PROBLEM REQUIREMENTS: When you reach the line containing "Tag one point on each instance of the fingernail" in the records below, start copying exactly, and stop once you have copied the line containing "Tag one point on each instance of the thumb".

(Saved entries)
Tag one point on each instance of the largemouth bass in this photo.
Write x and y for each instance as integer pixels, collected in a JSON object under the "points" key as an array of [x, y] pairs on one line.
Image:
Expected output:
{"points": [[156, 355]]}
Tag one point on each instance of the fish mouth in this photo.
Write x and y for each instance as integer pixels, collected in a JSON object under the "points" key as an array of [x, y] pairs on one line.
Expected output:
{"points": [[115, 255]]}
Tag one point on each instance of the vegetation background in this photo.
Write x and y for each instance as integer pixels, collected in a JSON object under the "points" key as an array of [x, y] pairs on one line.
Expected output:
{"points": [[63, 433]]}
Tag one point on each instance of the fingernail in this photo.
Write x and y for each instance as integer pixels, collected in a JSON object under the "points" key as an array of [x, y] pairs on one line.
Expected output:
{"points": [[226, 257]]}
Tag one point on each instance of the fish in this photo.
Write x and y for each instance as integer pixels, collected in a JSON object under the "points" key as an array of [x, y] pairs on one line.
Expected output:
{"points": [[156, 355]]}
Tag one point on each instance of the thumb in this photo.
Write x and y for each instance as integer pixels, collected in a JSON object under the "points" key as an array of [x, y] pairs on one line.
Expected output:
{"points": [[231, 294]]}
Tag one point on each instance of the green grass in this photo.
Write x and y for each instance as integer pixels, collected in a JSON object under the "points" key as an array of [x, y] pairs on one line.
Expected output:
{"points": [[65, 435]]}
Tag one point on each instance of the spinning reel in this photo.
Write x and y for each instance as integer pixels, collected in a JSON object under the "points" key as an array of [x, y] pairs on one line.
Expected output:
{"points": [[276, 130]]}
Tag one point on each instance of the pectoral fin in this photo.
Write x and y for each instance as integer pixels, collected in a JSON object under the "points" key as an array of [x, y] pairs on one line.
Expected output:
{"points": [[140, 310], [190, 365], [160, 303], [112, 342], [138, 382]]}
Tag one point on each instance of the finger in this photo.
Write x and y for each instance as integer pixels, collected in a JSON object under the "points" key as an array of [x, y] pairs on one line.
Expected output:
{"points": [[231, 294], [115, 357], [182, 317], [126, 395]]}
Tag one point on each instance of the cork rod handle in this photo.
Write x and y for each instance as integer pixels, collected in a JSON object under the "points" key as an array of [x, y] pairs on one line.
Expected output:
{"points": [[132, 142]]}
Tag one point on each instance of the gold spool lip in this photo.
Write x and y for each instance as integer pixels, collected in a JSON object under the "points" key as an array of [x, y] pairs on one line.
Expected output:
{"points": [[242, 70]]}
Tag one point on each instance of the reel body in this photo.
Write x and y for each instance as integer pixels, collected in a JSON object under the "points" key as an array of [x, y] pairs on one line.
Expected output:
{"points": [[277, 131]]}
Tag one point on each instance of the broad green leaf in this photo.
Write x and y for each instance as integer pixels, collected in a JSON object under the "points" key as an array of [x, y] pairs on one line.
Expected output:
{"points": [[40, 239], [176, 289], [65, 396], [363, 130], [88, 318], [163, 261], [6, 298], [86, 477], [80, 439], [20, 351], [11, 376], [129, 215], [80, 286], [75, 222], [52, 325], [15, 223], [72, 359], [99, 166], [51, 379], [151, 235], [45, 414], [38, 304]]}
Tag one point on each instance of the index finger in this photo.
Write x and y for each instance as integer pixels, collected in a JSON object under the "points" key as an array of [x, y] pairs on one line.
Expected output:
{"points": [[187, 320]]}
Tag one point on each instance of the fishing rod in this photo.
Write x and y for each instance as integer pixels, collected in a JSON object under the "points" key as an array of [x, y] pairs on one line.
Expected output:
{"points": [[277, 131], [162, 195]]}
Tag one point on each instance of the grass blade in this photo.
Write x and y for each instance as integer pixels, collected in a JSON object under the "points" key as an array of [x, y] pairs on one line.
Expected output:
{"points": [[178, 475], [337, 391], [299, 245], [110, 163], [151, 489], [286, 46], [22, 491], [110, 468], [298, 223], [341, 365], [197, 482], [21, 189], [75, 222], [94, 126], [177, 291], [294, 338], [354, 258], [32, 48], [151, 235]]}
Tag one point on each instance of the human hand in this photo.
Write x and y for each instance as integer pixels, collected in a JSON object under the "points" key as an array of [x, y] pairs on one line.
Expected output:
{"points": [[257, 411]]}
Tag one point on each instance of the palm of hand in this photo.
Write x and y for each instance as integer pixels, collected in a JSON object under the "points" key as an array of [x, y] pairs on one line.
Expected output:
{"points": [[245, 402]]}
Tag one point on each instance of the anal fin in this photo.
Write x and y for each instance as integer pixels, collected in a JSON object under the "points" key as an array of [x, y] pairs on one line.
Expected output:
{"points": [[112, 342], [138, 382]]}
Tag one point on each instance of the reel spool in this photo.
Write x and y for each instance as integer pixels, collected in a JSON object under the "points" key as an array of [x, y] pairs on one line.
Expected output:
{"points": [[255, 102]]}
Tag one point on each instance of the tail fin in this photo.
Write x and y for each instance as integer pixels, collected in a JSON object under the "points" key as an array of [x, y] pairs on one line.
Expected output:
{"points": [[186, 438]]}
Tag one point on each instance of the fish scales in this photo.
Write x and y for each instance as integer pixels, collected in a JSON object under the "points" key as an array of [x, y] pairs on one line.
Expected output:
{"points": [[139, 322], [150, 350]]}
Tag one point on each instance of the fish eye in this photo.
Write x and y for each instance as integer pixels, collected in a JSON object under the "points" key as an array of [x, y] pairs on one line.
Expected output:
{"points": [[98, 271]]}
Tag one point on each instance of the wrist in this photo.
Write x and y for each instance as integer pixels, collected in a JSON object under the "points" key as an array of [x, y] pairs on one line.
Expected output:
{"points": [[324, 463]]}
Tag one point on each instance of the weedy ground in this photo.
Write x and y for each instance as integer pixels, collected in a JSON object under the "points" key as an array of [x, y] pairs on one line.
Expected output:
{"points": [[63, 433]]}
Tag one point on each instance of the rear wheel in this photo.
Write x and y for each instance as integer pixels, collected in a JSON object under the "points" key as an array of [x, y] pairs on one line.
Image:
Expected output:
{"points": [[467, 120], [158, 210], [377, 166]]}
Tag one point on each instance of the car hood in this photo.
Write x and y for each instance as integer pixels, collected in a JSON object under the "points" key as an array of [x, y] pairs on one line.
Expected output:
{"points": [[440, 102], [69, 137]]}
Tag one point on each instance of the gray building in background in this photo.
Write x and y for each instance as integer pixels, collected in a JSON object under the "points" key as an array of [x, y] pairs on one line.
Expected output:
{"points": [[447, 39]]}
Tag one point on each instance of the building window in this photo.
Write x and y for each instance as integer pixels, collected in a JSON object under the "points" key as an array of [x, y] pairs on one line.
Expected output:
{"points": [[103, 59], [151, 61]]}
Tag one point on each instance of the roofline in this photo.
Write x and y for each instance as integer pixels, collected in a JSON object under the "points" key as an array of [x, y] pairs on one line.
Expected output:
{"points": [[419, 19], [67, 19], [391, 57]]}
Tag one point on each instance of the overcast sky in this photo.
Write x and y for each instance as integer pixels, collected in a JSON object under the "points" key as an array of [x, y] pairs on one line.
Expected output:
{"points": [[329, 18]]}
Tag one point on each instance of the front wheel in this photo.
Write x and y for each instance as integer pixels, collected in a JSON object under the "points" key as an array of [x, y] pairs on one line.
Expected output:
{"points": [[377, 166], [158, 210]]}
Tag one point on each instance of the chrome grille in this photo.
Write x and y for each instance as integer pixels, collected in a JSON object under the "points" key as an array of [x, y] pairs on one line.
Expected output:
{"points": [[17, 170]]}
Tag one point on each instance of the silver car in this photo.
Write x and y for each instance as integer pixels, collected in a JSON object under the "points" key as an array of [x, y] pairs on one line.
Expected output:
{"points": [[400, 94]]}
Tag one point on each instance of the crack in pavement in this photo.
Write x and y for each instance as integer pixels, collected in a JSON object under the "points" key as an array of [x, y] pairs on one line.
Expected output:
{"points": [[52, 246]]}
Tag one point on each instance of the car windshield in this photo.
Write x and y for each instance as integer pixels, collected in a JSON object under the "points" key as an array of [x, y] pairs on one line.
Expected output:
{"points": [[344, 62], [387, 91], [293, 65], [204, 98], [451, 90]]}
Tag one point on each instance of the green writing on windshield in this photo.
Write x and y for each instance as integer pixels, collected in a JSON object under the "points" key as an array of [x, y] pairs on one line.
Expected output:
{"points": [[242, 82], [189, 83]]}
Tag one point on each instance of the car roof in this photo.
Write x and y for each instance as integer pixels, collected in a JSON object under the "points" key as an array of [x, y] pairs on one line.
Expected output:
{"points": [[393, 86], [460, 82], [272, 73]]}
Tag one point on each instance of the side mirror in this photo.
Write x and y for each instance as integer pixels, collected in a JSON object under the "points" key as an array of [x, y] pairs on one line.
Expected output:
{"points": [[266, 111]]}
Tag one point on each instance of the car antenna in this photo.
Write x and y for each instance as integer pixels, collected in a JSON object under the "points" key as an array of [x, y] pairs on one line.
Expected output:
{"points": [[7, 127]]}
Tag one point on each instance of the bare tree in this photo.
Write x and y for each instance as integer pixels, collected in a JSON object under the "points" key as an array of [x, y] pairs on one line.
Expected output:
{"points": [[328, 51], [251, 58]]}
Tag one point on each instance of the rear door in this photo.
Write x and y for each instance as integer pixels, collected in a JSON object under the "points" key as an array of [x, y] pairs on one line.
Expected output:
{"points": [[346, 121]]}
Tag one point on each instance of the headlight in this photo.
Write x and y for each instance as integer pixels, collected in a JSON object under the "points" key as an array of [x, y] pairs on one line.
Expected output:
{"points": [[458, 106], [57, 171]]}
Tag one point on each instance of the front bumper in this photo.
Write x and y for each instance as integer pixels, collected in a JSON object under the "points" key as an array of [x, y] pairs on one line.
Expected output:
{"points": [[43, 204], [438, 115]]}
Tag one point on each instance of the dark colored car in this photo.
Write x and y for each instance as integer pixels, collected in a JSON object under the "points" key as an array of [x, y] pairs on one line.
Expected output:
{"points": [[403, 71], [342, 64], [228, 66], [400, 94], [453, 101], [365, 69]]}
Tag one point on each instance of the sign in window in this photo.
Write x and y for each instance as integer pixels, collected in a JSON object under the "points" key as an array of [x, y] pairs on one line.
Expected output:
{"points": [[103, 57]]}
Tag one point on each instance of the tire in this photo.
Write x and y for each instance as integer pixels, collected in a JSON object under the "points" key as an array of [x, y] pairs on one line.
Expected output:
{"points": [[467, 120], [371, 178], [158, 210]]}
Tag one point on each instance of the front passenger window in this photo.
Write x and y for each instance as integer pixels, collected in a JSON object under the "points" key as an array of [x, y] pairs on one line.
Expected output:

RESPONSE AREA:
Tag one point on each instance of the fingernail in this photo.
Write x and y for each instance as integer pixels, collected in a JSON object under the "points" key as an array of [x, y] pairs on one line.
Expected output:
{"points": [[226, 257]]}
Tag one point on each instance of the fish in this photo.
Write x and y for each instance as integer pixels, collected in a JSON object under the "points" key as an array of [x, y] pairs on one line.
Expected output:
{"points": [[156, 355]]}
Tag one point on each instance of the thumb in this photo.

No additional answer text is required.